El Reino Infantil is an Argentine YouTube channel featuring music for children owned by Leader Music. It was founded by Roberto Pumar in 2011.

As of 28 April 2021, the channel has over 55 million subscribers, being the 34th biggest YouTube channel in the world and the most subscribed Spanish-language YouTube channel after passing Badabun in August 2021. They are also the most subscribed in Argentina.

Series

María Elena Walsh 
María Elena Walsh was the first series created by El Reino Infantil, debuting in June 2011. The songs on this show were based in the stories and songs by the Argentine singer-songwriter, María Elena Walsh.  On the show, her songs are told by a pencil and a violin.

Pointing dataset excerpts
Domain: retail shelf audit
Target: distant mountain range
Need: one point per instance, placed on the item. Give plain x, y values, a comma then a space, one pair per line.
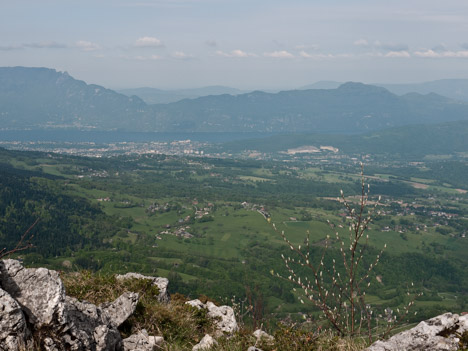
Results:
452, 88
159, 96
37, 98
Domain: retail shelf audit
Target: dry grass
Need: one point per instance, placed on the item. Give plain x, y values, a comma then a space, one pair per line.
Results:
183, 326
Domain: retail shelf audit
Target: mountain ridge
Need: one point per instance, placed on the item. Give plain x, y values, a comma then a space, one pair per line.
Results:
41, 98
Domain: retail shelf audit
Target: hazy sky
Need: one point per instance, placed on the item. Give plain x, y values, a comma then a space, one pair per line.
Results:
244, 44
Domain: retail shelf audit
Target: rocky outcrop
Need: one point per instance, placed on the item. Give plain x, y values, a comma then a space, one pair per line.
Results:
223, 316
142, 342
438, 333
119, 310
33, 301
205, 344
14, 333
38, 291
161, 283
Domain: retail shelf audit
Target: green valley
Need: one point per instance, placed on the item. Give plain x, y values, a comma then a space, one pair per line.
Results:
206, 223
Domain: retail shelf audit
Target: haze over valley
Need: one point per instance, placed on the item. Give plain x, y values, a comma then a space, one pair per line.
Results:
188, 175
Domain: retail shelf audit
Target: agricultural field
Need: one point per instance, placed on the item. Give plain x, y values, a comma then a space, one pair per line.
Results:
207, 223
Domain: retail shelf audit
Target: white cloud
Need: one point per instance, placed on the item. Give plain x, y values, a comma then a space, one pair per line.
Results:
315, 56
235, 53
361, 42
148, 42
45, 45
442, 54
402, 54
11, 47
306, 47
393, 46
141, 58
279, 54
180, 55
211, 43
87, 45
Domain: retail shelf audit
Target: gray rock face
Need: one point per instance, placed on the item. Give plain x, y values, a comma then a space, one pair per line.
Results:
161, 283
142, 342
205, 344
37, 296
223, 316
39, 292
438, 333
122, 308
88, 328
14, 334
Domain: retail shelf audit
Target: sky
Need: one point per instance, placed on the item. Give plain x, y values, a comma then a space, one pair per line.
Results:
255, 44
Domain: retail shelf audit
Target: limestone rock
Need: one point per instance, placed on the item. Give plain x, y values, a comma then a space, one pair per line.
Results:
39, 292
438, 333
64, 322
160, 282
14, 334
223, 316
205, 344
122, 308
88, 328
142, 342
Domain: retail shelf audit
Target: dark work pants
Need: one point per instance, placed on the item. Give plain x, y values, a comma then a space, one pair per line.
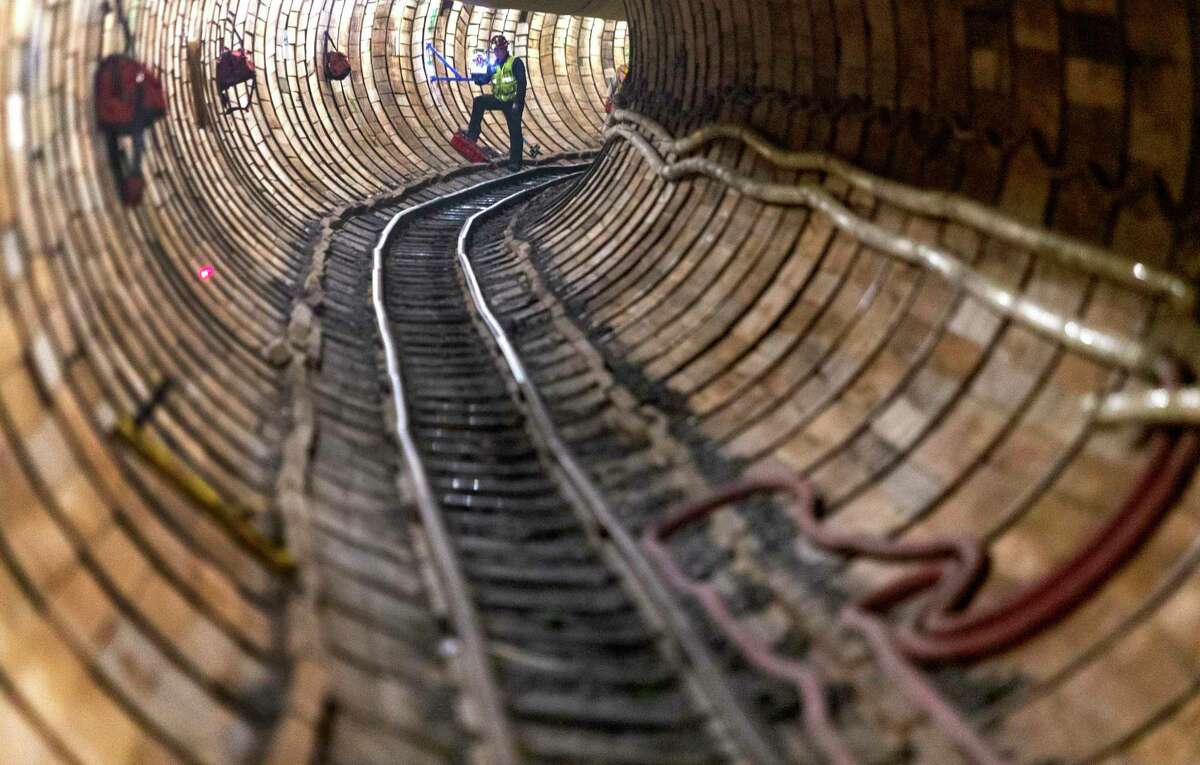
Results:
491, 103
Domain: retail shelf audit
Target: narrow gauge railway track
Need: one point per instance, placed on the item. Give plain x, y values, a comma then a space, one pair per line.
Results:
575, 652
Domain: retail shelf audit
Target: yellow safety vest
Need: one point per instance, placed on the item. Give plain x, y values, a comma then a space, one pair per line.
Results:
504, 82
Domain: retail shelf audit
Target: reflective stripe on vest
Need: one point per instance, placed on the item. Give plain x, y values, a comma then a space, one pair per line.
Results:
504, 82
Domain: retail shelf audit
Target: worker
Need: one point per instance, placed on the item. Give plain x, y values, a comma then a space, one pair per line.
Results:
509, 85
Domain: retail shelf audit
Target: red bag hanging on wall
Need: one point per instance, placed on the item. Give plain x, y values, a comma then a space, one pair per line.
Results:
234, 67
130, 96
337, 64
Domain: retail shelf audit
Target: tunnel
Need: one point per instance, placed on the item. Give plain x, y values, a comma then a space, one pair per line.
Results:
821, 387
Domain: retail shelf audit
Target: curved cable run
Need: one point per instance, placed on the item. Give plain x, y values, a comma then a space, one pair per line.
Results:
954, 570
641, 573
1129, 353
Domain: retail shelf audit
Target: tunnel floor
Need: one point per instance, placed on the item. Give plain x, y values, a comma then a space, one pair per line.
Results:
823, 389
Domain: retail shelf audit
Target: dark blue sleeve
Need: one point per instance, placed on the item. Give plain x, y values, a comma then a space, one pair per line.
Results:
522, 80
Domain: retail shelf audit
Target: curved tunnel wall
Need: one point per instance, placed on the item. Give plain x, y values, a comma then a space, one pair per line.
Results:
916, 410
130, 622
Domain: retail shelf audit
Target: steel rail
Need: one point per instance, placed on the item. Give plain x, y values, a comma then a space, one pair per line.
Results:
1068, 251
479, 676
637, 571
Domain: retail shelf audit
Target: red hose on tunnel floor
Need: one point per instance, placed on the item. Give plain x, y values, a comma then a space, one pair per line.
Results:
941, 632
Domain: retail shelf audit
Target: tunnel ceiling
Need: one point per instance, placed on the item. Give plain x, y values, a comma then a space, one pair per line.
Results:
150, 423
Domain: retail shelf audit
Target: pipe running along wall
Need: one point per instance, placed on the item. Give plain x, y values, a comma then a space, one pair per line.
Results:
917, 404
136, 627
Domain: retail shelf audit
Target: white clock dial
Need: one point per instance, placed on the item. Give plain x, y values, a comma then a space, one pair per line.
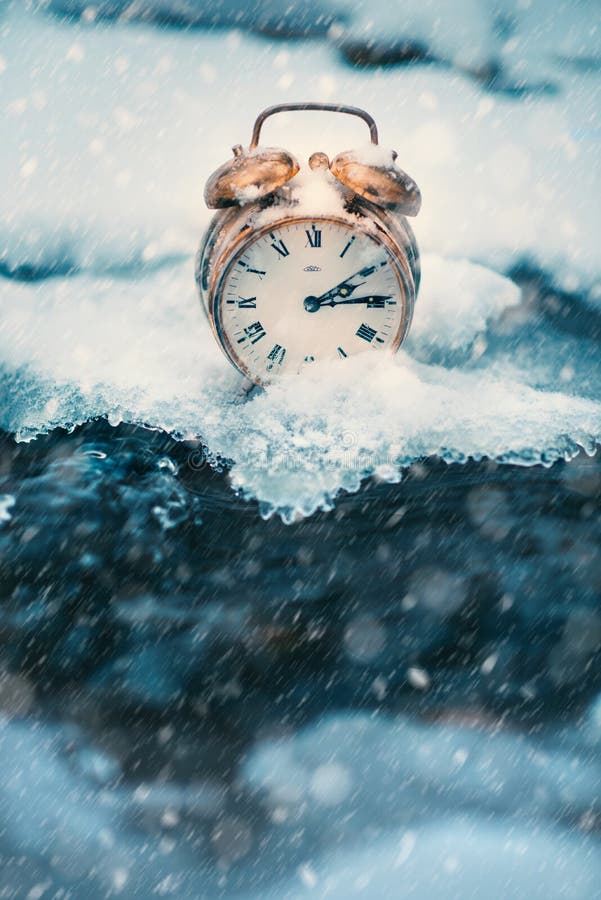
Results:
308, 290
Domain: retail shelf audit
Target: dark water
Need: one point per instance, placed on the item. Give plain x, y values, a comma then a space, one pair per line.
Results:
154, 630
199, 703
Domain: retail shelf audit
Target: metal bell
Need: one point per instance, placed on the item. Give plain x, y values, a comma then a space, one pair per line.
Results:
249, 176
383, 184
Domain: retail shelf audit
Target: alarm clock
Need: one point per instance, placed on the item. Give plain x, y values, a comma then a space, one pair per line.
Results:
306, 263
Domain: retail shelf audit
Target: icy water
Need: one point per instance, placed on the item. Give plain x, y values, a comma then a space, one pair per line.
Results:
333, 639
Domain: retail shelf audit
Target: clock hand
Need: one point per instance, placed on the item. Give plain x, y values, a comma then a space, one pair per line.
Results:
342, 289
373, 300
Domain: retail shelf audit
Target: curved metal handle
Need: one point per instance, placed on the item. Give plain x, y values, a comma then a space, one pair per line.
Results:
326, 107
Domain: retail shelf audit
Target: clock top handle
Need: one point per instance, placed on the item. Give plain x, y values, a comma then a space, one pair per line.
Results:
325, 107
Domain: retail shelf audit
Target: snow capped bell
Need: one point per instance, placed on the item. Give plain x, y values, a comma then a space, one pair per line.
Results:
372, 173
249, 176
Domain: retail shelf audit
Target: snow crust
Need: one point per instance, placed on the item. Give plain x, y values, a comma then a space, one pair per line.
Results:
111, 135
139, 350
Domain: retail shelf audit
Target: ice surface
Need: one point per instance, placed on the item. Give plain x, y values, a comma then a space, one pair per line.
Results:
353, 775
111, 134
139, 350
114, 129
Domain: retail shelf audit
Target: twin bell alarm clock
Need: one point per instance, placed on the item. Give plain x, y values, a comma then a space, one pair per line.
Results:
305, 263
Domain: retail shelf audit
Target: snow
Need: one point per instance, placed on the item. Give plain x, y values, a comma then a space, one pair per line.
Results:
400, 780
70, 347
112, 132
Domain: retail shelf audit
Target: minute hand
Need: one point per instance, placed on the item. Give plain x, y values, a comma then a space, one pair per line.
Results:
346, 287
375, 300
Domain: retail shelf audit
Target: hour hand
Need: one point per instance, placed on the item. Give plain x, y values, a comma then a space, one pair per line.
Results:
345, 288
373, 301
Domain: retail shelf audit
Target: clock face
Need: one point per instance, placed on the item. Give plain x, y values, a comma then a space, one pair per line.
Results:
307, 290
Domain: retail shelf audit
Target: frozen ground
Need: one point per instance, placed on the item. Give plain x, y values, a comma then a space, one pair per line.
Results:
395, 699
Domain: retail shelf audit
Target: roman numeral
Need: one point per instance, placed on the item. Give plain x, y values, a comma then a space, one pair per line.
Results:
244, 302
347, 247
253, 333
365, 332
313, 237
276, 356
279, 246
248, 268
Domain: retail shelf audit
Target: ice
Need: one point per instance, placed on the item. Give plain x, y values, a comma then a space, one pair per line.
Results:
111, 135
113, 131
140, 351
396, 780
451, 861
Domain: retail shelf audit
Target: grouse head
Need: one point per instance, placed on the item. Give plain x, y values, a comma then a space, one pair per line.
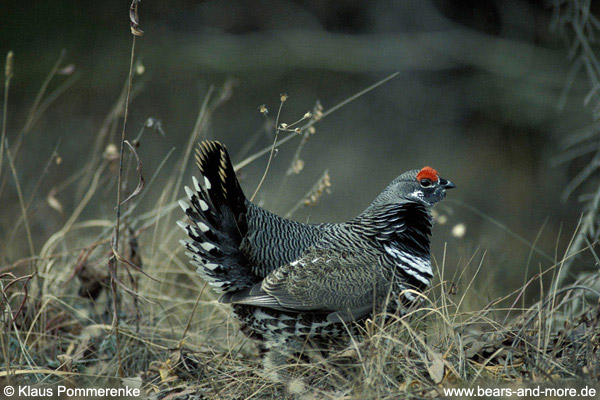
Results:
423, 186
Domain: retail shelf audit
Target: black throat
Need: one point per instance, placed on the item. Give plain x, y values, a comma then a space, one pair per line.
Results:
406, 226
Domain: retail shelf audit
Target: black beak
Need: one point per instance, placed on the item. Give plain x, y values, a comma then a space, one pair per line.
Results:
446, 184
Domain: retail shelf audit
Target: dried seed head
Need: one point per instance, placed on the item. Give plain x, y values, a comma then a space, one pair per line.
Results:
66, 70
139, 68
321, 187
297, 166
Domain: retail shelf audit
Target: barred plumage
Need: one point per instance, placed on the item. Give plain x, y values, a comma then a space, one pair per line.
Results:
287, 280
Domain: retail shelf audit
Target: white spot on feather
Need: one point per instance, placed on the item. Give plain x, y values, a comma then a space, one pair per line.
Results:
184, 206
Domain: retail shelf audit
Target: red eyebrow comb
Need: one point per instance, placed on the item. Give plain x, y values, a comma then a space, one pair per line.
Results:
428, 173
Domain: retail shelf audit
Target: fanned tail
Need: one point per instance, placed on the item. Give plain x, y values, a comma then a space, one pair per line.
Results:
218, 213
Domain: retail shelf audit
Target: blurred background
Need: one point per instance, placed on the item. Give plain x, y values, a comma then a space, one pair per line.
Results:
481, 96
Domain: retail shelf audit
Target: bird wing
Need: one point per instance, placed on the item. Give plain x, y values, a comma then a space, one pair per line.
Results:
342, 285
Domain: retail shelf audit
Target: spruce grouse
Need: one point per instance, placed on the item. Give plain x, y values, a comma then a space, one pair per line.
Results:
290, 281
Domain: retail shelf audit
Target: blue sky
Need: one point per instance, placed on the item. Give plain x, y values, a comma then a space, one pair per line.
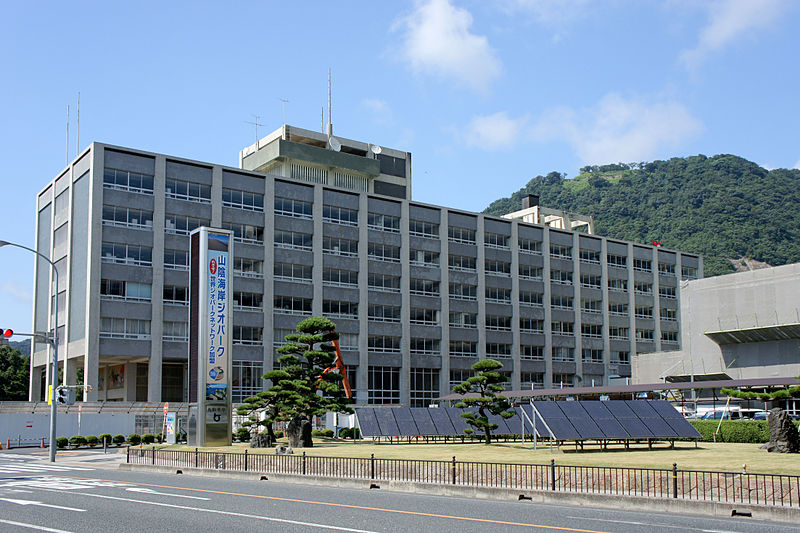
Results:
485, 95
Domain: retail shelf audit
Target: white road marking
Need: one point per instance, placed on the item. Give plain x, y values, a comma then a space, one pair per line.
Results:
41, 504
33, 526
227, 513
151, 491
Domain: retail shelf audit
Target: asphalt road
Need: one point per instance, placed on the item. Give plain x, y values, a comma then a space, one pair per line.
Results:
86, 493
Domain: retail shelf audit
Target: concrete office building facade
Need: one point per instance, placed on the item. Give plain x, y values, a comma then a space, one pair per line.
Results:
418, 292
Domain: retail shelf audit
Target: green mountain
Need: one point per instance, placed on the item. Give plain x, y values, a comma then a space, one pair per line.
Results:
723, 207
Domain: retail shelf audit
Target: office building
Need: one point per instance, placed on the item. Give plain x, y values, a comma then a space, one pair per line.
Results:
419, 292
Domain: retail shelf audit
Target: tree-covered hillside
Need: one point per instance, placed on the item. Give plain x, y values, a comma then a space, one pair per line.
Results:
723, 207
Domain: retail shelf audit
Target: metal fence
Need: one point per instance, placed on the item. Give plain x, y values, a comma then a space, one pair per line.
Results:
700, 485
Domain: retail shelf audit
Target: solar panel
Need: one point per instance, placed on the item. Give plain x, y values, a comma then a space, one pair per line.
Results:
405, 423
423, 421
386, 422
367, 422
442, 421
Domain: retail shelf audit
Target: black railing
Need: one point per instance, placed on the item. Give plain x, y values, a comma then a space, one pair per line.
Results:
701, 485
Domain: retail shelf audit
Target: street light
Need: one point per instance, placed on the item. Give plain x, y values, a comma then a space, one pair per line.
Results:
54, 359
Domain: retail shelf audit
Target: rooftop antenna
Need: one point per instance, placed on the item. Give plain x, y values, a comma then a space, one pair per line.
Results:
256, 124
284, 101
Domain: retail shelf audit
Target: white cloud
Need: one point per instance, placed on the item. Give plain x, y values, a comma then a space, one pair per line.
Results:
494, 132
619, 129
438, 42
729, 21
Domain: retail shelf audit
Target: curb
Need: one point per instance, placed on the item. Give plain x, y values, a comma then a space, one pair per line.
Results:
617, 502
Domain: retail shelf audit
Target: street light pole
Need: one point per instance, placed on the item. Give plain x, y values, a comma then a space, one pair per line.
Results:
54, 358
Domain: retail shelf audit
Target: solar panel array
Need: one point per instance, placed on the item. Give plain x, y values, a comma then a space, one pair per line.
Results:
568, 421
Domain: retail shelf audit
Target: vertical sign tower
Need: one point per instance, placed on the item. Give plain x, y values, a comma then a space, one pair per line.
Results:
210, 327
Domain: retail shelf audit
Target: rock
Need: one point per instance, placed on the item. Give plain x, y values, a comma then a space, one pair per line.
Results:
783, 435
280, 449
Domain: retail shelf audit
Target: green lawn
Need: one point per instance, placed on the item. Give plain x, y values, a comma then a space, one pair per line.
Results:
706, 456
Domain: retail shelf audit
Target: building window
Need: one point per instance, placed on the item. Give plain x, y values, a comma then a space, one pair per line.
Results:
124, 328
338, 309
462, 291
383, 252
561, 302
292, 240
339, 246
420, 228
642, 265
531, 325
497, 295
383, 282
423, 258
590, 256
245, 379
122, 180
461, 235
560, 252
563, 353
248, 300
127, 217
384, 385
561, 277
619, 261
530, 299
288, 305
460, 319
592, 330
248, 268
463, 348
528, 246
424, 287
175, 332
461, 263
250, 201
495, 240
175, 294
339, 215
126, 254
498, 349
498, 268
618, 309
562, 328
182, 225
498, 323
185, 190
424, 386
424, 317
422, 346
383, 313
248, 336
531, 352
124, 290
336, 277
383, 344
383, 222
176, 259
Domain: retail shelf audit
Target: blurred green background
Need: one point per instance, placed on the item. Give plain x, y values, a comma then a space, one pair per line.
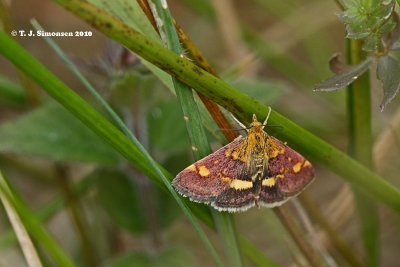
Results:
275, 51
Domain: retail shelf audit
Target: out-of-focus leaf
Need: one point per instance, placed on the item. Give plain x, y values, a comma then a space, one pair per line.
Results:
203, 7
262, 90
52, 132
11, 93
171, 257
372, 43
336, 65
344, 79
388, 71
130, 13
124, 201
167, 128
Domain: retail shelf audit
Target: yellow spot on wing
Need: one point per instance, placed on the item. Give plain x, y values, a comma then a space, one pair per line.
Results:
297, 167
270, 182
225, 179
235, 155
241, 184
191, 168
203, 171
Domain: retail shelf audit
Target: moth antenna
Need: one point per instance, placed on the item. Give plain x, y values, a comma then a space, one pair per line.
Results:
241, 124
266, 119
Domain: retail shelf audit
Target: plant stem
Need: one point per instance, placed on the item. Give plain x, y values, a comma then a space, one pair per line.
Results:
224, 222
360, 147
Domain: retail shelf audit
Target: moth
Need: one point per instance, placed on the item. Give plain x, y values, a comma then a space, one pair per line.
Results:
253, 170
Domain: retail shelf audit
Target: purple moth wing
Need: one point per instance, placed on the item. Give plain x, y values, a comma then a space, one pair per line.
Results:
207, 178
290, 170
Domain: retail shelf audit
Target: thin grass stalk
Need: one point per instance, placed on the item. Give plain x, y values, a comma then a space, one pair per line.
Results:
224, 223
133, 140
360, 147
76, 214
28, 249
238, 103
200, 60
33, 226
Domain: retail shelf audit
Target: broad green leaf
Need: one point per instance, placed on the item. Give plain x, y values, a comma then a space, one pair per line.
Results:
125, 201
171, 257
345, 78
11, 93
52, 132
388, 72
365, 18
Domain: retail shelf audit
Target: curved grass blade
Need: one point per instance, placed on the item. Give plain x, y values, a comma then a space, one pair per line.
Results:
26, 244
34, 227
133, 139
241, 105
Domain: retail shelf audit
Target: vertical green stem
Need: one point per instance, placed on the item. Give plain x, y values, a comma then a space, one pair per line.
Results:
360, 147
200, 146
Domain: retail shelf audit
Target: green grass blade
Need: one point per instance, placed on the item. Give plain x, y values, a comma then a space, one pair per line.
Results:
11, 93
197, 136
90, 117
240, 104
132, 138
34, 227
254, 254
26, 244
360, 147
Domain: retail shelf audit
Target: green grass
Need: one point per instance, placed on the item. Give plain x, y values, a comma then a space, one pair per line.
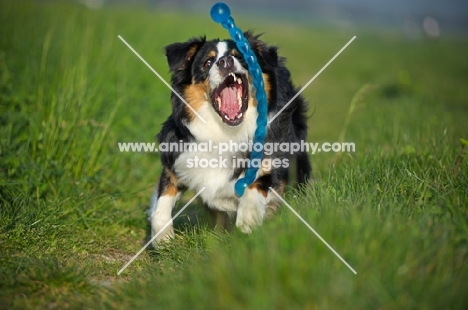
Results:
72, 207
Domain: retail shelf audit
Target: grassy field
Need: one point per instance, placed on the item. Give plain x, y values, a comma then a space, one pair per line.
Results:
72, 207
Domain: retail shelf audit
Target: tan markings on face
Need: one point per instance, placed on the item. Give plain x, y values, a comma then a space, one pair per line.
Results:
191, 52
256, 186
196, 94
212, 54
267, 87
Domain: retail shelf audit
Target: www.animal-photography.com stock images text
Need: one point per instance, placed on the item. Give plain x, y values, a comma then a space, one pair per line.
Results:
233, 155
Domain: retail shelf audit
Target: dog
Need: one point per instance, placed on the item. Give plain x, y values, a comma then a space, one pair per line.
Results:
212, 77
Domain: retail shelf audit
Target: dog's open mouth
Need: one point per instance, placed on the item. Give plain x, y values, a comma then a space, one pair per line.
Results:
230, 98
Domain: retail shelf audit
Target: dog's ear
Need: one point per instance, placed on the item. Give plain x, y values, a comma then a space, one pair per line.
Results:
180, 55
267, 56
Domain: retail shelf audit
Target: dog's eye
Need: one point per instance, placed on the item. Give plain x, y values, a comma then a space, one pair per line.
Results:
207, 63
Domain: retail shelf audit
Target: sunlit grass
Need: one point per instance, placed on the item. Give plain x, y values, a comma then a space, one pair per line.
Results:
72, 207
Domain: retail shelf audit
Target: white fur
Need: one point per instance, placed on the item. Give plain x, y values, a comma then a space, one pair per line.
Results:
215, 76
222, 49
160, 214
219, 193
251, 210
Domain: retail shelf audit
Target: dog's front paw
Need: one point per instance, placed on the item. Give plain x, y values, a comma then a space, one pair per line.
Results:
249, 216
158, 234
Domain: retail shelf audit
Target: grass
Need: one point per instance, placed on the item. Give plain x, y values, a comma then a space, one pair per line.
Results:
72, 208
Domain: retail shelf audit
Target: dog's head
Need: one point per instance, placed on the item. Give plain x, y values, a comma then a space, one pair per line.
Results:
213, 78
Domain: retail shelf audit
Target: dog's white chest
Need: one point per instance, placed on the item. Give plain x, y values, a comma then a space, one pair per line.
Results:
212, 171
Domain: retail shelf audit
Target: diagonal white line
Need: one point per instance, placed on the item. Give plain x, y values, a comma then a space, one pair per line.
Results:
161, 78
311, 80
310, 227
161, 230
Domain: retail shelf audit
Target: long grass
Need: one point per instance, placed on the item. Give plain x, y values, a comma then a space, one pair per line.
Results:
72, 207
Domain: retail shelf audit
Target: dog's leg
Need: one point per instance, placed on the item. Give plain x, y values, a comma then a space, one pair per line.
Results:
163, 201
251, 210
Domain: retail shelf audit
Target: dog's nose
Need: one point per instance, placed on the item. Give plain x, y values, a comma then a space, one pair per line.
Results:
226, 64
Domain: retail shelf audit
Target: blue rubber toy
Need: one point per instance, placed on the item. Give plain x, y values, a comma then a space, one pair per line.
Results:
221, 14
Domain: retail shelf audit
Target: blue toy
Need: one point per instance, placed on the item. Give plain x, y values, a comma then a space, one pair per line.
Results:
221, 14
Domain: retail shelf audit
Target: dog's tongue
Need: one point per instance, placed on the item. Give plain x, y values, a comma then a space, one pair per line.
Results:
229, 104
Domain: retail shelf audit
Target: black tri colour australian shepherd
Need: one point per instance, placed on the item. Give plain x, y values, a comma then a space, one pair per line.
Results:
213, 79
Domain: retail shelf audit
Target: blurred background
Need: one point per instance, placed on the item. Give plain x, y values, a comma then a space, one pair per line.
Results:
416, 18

• _REQUIREMENTS_:
#1 Using the El Reino Infantil text, explain why the channel's first series carries the name María Elena Walsh.
#2 Answer these from the El Reino Infantil text:
(a) Who founded the channel, and in what year?
(b) Which company owns the channel?
(c) In the María Elena Walsh series, what tells the songs?

• _WRITTEN ANSWERS_:
#1 The series takes her name because its songs were based on the stories and songs of María Elena Walsh, the Argentine singer-songwriter.

#2
(a) Roberto Pumar, in 2011.
(b) Leader Music.
(c) A pencil and a violin.